• [Exercise]: Which lines below fall between the one containing "negative clicks: (529, 1169)" and the one containing "928L610 883L570 871L535"? Repeat them exactly, counting both of those lines, and add nothing else.

• [Input data]:

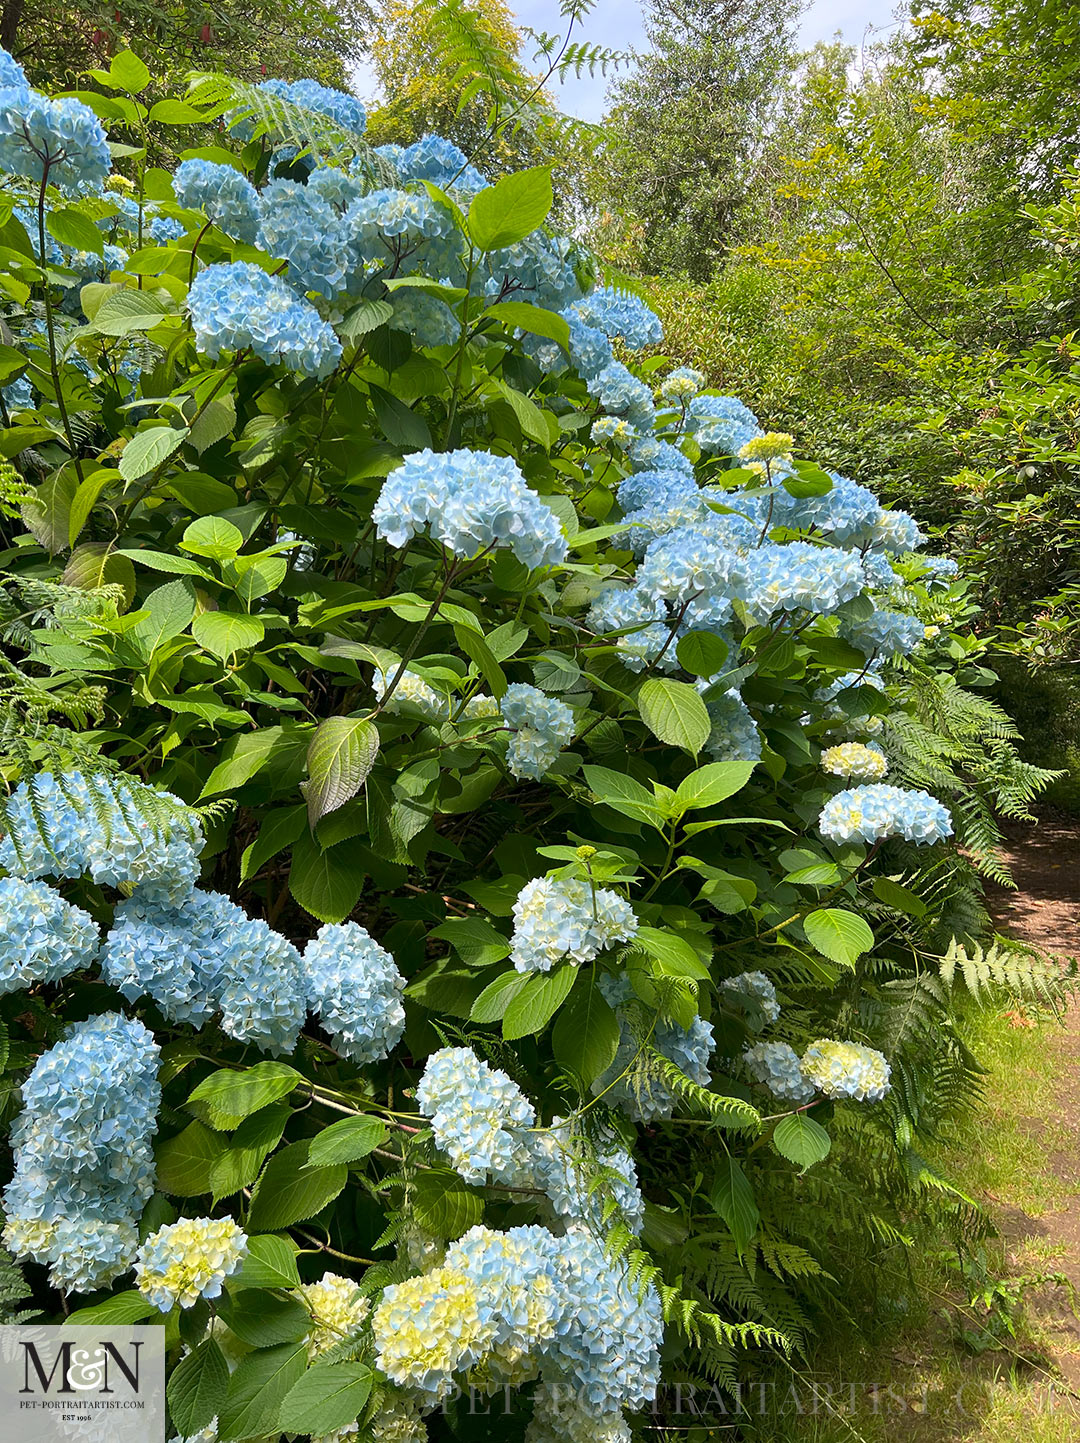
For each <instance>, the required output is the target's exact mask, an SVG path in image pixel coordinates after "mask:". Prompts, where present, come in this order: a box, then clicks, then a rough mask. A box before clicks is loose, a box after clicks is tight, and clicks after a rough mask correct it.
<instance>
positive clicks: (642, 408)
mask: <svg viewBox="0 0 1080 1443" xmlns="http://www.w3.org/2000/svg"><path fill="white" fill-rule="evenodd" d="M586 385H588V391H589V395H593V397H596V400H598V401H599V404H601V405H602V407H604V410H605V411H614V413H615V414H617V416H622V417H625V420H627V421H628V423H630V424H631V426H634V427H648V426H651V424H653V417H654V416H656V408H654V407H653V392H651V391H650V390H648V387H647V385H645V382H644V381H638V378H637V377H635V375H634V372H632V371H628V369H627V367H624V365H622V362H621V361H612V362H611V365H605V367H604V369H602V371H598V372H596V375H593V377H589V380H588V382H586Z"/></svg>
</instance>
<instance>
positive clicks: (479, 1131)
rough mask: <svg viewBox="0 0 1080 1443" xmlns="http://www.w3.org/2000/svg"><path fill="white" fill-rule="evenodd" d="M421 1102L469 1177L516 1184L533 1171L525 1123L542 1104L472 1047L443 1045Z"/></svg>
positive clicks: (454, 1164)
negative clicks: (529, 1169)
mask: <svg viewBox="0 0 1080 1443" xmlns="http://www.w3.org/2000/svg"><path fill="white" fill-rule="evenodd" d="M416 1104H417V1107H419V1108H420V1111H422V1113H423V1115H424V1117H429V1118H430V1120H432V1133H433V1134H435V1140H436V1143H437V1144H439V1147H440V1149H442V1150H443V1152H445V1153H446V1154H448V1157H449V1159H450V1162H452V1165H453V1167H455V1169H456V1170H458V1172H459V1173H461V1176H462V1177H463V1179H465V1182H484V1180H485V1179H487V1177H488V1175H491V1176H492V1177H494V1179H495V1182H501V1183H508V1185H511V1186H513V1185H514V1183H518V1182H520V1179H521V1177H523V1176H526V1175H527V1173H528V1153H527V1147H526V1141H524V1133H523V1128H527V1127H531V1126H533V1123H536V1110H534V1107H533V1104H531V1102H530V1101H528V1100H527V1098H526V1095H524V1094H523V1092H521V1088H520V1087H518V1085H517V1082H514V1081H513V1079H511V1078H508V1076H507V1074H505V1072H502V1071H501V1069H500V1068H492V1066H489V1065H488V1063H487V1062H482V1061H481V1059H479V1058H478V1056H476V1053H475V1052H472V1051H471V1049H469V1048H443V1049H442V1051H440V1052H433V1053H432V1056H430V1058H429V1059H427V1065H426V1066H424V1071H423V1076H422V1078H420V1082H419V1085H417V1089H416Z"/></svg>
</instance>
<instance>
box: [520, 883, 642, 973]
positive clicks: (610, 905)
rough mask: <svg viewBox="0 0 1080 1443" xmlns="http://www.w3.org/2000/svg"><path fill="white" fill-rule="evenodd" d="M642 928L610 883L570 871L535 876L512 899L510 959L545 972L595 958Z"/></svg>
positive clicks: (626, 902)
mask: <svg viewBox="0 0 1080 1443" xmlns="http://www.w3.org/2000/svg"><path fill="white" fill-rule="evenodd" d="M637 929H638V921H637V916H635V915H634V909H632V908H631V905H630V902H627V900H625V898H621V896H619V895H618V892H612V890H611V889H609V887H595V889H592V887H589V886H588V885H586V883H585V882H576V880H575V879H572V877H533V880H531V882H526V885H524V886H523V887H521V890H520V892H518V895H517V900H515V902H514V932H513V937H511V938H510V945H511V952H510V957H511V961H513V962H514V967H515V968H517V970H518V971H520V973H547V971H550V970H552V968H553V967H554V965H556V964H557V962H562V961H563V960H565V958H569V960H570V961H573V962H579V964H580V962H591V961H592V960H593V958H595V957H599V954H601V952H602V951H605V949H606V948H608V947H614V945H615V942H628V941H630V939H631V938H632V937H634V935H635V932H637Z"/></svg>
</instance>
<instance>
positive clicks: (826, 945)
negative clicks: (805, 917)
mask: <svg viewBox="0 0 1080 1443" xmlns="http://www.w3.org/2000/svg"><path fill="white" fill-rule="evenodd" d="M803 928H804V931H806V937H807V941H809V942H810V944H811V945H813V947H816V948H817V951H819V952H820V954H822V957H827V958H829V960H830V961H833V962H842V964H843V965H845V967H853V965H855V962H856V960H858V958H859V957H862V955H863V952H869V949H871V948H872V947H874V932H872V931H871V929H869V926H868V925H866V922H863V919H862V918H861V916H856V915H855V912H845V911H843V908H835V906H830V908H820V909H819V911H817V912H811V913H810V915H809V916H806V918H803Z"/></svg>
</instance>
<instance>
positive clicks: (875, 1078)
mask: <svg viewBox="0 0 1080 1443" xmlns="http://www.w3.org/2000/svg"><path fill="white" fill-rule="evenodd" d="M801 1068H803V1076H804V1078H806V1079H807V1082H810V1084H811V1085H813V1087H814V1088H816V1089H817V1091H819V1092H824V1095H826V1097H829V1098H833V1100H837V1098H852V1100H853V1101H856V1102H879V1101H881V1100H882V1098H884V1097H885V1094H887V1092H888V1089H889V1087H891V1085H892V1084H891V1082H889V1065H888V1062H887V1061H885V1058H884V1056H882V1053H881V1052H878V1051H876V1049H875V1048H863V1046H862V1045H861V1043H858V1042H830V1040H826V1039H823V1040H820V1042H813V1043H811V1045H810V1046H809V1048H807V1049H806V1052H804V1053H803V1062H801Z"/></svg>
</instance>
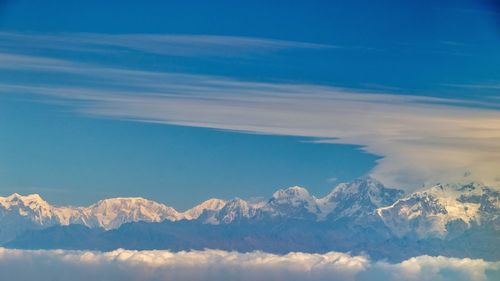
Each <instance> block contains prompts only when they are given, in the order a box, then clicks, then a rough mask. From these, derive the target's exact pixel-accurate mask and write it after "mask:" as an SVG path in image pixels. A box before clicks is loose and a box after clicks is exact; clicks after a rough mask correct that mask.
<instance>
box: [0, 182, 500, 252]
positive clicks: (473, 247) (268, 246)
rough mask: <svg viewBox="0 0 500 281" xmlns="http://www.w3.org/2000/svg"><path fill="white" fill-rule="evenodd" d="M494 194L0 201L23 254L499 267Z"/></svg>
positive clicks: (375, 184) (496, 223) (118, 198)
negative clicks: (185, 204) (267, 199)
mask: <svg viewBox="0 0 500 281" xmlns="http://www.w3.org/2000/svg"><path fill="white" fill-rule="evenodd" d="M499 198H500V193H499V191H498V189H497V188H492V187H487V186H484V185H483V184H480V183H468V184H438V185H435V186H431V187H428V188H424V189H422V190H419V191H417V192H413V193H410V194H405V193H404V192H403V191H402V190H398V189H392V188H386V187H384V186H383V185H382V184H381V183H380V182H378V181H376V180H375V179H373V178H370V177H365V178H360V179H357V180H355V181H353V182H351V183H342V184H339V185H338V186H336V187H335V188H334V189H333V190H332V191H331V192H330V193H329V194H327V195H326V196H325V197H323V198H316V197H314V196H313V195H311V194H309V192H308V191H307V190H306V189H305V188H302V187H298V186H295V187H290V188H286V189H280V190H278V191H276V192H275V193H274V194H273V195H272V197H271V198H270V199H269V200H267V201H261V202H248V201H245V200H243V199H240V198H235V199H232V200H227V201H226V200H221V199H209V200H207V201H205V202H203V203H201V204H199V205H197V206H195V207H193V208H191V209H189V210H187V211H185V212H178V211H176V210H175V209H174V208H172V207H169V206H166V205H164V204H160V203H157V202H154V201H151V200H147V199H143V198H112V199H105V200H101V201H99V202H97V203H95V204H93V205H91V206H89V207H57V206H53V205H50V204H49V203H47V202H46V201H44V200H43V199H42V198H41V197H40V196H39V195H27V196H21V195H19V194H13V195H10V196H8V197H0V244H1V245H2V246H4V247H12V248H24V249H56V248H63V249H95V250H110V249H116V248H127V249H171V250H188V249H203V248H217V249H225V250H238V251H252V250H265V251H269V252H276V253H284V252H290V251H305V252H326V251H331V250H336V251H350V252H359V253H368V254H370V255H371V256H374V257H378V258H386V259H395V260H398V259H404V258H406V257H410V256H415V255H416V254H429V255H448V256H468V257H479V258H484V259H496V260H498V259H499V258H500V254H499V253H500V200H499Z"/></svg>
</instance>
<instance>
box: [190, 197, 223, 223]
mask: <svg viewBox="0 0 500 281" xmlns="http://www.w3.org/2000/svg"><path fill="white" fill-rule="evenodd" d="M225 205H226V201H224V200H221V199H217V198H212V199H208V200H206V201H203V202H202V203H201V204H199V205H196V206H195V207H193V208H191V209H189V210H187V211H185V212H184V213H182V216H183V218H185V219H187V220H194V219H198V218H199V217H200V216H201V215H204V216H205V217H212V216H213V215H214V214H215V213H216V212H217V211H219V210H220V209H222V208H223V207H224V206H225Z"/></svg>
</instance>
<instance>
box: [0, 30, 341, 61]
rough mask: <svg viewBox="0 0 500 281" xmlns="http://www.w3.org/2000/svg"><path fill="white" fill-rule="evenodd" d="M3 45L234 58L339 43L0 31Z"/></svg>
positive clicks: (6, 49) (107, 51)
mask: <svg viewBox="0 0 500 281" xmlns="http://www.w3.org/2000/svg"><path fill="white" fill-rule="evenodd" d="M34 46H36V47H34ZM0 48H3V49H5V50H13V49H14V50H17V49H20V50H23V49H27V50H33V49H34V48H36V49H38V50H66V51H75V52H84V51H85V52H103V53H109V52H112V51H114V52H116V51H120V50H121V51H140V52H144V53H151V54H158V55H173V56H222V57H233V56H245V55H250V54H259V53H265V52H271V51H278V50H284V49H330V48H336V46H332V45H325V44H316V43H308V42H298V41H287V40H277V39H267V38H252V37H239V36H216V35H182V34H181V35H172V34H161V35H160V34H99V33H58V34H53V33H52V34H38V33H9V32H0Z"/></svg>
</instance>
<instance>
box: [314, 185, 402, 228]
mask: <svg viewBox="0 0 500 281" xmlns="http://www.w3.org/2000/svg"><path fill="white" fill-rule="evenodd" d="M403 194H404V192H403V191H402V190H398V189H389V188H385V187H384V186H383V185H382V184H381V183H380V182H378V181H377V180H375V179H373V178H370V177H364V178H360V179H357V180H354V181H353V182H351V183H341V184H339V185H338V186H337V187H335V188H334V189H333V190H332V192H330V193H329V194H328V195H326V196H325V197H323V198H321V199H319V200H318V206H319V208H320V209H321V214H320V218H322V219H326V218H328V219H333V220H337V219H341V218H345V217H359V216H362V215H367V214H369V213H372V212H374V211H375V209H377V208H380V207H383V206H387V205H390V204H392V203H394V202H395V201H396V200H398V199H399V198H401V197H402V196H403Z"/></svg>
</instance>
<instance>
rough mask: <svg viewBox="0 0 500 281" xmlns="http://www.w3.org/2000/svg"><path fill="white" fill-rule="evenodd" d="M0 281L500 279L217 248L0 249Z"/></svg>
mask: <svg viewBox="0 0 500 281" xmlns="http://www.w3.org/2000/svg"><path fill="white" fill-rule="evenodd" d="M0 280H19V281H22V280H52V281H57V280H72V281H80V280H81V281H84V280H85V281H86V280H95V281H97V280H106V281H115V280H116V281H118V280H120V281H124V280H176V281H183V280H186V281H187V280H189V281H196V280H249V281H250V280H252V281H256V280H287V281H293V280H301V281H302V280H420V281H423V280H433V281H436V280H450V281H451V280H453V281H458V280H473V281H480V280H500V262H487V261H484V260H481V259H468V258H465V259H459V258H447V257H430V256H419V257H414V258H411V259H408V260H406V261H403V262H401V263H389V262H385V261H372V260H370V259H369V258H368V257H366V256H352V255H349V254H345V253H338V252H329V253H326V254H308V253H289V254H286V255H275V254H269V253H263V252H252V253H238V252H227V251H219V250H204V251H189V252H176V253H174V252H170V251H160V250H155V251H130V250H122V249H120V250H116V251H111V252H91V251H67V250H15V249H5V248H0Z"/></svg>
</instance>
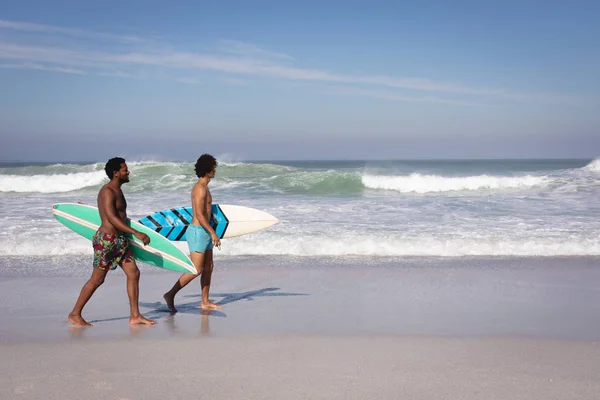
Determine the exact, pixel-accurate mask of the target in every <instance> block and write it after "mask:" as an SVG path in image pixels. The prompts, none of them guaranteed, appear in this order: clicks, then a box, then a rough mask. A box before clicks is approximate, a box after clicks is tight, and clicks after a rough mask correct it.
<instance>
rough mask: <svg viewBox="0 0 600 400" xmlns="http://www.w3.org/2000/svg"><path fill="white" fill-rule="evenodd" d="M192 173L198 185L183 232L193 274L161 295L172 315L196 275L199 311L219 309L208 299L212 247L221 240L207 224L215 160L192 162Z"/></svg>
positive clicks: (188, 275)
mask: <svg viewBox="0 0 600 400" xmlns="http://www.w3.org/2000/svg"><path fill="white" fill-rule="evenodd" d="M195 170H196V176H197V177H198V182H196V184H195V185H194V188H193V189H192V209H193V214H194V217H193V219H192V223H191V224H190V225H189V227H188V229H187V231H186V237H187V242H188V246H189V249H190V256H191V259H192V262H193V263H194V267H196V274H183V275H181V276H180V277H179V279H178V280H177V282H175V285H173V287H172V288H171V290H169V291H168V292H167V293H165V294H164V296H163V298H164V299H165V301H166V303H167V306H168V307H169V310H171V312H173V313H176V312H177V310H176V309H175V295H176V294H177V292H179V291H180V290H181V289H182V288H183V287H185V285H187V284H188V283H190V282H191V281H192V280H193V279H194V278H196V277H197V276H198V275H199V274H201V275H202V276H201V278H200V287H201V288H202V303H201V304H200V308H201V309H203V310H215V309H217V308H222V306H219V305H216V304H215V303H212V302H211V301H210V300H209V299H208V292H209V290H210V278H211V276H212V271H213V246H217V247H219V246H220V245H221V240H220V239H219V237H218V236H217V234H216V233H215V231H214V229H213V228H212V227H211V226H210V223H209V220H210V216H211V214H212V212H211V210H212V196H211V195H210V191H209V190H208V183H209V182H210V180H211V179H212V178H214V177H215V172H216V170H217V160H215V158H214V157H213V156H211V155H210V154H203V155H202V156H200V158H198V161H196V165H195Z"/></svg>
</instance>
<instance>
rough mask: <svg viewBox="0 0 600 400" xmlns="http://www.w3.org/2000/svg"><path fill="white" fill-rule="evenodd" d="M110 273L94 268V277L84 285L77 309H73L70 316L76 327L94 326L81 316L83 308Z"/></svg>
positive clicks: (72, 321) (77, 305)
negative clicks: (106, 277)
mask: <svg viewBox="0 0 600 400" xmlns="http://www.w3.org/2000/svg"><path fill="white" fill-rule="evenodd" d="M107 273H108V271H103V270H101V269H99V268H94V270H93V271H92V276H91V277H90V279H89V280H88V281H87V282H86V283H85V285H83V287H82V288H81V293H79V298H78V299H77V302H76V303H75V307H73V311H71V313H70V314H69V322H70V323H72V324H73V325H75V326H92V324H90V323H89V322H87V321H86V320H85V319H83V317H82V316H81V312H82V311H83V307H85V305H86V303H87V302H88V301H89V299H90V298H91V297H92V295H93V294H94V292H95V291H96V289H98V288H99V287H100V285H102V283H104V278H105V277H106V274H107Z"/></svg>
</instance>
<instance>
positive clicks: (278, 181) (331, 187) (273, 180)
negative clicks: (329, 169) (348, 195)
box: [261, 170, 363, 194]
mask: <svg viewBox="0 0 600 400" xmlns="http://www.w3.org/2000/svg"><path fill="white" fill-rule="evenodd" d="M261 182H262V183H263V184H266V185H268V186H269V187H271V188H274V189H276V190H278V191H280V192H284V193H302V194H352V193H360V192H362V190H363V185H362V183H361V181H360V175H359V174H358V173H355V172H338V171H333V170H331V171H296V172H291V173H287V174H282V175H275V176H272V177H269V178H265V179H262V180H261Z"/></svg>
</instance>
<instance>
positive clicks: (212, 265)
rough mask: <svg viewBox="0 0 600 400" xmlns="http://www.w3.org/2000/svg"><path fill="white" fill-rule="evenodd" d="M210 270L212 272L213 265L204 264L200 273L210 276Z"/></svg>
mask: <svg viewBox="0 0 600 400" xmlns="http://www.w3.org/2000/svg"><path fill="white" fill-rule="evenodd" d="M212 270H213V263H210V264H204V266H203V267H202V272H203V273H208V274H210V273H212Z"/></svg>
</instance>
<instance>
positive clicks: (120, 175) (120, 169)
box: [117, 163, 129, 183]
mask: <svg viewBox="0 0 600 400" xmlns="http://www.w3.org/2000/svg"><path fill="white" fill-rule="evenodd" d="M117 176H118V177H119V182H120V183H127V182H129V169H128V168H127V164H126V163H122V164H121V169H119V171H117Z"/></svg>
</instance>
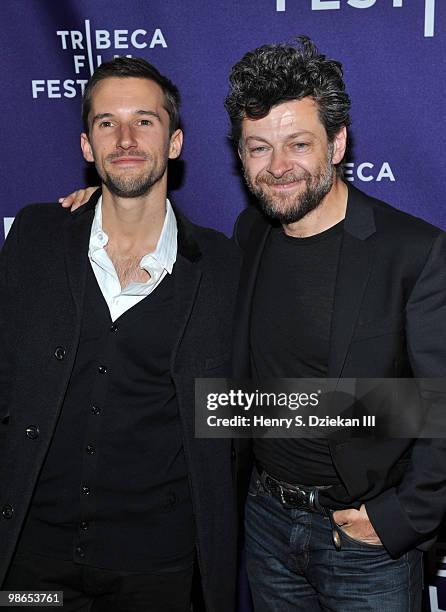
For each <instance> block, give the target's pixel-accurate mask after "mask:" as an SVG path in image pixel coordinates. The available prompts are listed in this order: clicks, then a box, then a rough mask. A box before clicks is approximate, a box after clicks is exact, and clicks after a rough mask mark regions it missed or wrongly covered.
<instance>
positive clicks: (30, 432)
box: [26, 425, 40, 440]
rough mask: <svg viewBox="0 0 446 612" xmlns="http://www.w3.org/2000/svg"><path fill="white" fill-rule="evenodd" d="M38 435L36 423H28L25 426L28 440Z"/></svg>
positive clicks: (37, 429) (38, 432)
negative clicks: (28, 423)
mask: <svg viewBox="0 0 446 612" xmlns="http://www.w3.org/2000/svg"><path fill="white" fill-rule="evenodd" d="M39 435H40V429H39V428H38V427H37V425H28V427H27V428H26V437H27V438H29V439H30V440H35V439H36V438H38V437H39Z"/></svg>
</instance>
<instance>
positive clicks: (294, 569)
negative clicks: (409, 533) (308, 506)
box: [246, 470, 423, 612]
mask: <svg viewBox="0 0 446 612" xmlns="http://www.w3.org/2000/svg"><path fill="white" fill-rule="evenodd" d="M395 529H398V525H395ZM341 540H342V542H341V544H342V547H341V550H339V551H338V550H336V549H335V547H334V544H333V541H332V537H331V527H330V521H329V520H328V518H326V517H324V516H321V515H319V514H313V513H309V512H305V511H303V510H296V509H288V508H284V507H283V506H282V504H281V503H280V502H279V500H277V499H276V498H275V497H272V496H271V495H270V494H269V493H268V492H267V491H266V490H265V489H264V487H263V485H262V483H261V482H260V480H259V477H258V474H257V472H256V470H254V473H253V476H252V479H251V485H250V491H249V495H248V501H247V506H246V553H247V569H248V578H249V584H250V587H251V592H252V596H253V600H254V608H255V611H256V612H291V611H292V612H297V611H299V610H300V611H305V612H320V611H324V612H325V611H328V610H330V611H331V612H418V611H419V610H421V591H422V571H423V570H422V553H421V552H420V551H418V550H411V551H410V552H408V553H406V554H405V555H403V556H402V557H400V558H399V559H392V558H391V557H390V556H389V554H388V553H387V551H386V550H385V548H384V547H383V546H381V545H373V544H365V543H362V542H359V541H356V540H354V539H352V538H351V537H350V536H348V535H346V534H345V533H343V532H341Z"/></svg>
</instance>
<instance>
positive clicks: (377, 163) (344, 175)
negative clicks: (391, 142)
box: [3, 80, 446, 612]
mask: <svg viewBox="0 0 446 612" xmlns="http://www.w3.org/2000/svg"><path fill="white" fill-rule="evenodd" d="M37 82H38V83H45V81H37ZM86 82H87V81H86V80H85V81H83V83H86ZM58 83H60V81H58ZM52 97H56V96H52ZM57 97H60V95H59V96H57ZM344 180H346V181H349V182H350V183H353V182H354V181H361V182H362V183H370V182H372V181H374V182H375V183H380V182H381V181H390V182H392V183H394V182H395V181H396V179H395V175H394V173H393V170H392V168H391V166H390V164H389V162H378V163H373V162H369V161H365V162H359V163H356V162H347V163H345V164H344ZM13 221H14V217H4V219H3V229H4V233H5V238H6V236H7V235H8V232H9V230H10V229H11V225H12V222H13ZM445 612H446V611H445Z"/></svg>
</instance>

• [Answer for this exercise]:
negative clicks: (529, 1169)
mask: <svg viewBox="0 0 1080 1443" xmlns="http://www.w3.org/2000/svg"><path fill="white" fill-rule="evenodd" d="M416 1104H417V1107H419V1108H420V1111H422V1113H423V1115H424V1117H429V1118H430V1120H432V1133H433V1134H435V1140H436V1143H437V1144H439V1147H440V1149H442V1150H443V1152H445V1153H446V1154H448V1157H449V1159H450V1162H452V1165H453V1167H455V1169H456V1170H458V1172H459V1173H461V1176H462V1177H463V1179H465V1182H484V1180H485V1179H487V1177H488V1175H491V1176H492V1177H494V1179H495V1182H501V1183H508V1185H511V1186H513V1185H514V1183H518V1182H520V1179H521V1177H523V1176H526V1175H527V1173H528V1153H527V1147H526V1141H524V1133H523V1128H527V1127H531V1126H533V1123H536V1110H534V1107H533V1104H531V1102H530V1101H528V1100H527V1098H526V1095H524V1094H523V1092H521V1088H520V1087H518V1085H517V1082H514V1081H513V1079H511V1078H508V1076H507V1074H505V1072H502V1071H501V1069H500V1068H492V1066H489V1065H488V1063H487V1062H482V1061H481V1059H479V1058H478V1056H476V1053H475V1052H472V1051H471V1049H469V1048H443V1049H442V1051H440V1052H433V1053H432V1056H430V1058H429V1059H427V1065H426V1066H424V1071H423V1076H422V1078H420V1082H419V1085H417V1089H416Z"/></svg>
</instance>
<instance>
box: [520, 883, 642, 973]
positive clicks: (610, 905)
rough mask: <svg viewBox="0 0 1080 1443" xmlns="http://www.w3.org/2000/svg"><path fill="white" fill-rule="evenodd" d="M642 928L610 883L570 871L535 876L512 899L510 959L545 972L595 958Z"/></svg>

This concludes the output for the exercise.